**Goal**
In the stretch of items from the line containing "Isolate any visible countertop" through the end of the items, swap "countertop overhang" for "counter ledge" and write those lines out again with nothing else changed.

(Items of labeled boxes)
● ● ●

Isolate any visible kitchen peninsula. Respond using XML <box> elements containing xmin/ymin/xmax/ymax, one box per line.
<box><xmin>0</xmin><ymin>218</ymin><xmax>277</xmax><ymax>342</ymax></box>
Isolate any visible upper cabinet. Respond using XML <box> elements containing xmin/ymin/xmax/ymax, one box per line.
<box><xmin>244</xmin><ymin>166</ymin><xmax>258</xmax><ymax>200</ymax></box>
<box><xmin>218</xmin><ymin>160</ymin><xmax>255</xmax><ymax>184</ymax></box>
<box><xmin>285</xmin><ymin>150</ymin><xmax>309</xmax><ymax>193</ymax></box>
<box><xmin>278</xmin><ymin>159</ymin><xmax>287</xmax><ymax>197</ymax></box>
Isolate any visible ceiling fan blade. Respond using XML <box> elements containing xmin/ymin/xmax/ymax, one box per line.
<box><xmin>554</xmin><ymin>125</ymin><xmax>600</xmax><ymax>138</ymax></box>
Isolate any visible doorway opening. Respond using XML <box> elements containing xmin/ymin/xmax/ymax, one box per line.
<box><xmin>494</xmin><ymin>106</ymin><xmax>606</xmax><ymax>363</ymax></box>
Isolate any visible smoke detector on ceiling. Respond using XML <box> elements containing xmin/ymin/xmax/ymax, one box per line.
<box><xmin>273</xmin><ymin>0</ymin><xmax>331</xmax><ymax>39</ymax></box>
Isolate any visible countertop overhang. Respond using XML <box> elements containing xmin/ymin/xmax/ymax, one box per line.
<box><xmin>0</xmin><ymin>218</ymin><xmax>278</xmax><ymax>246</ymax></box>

● ● ●

**Answer in full**
Isolate any visible counter ledge. Respond using XML <box> elements containing xmin/ymin/xmax/ymax, one box per line.
<box><xmin>0</xmin><ymin>218</ymin><xmax>278</xmax><ymax>246</ymax></box>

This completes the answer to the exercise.